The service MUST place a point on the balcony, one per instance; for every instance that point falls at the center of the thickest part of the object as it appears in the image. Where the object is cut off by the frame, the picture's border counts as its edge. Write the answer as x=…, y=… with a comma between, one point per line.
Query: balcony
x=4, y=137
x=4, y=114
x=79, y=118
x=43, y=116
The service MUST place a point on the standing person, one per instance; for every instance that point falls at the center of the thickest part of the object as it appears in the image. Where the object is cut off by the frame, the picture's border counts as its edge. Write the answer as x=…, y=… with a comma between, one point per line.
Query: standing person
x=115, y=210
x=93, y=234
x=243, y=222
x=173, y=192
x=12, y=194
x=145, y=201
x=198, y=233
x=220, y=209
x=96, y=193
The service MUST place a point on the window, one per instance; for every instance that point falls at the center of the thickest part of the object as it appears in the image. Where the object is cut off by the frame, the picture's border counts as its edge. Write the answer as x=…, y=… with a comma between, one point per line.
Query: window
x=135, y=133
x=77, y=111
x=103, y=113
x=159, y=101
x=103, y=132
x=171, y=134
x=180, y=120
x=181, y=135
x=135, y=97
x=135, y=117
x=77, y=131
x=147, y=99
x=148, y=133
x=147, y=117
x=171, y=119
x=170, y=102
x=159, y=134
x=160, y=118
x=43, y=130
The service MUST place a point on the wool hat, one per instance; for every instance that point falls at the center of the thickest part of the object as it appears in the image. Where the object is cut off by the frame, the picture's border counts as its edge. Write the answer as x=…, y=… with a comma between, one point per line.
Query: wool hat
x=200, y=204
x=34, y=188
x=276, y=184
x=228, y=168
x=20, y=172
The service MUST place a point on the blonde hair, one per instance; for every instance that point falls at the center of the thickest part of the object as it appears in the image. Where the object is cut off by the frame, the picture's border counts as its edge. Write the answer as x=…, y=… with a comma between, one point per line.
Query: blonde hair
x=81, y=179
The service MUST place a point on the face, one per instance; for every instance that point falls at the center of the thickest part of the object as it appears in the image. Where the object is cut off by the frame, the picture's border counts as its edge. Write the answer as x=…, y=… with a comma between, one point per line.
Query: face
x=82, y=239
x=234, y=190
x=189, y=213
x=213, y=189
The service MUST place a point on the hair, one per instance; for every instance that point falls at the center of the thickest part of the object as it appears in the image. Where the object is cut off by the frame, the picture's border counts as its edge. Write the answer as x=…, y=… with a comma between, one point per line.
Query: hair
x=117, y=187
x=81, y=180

··········

Express every line of the rows above as a JSON list of strings, with one string per line and any blank lines left out.

[
  "The service MUST place a point on the balcony, one per instance; for every instance that point falls at the center of the thickest part of the object as it appears in the image. Where the object is cut off by the frame, the picture's border counts as its edge. Write the answer as x=…, y=… with a comma between, one point per line.",
  "Query: balcony",
  "x=4, y=137",
  "x=4, y=114",
  "x=79, y=118",
  "x=43, y=116",
  "The service MUST place a point on the standing person, one per instance; for every instance that point falls at the center of the thickest part of the object as it appears in the image. Where the object is cut off by the frame, the picture's border counts as its edge. Write the answer as x=…, y=… with a comma between, one point per line.",
  "Query: standing person",
  "x=115, y=210",
  "x=93, y=234",
  "x=243, y=222",
  "x=173, y=192",
  "x=12, y=194",
  "x=145, y=201",
  "x=198, y=233",
  "x=220, y=209",
  "x=96, y=193",
  "The service MUST place a point on the window, one per instance; for every instance that point falls at the center of the thickest part of the object as it appears in the image. Where the object is cut off by the frame, the picture's border counts as its edge. Write the answer as x=…, y=… with a comma between, one point per line.",
  "Query: window",
  "x=135, y=133",
  "x=77, y=111",
  "x=103, y=113",
  "x=159, y=101",
  "x=103, y=132",
  "x=171, y=134",
  "x=180, y=120",
  "x=181, y=135",
  "x=135, y=97",
  "x=135, y=117",
  "x=77, y=131",
  "x=147, y=99",
  "x=148, y=133",
  "x=147, y=117",
  "x=171, y=119",
  "x=170, y=102",
  "x=159, y=134",
  "x=160, y=118",
  "x=43, y=130",
  "The service MUST place a point on the wool hat, one per instance; for every instance that point falls at the center of the thickest part of the object as it appears in the image. Where the object is cut off by the frame, the picture's border counts as its edge. Write the answer as x=…, y=… with a comma between, one point per line.",
  "Query: wool hat",
  "x=200, y=204",
  "x=34, y=188",
  "x=276, y=184",
  "x=228, y=168",
  "x=20, y=172",
  "The service MUST place a point on the blonde hair, one per instance; for every instance that point falls at the center of the thickest part of the object as it appears in the image. Where the object is cut off by the frame, the picture's border counts as its edge. Write the answer as x=…, y=… with a comma between, one point per line.",
  "Query: blonde hair",
  "x=81, y=179",
  "The service MUST place a point on the face, one per instance; for every instance that point falls at the center of the thickest part of the object as it appears in the image. Where the object is cut off by the frame, the picture's border counts as its edge. Write the answer as x=…, y=… with a comma between, one point per line.",
  "Query: face",
  "x=82, y=239",
  "x=234, y=190",
  "x=189, y=213",
  "x=213, y=189",
  "The service MUST place a point on the hair, one per instance; for every instance that point falls at the center of the thickest part of the object as it appears in the image. Where the object is cut off by the frame, the picture's border counts as its edge. Write the answer as x=…, y=… with a comma between, one point per line.",
  "Query: hair",
  "x=117, y=187",
  "x=81, y=180"
]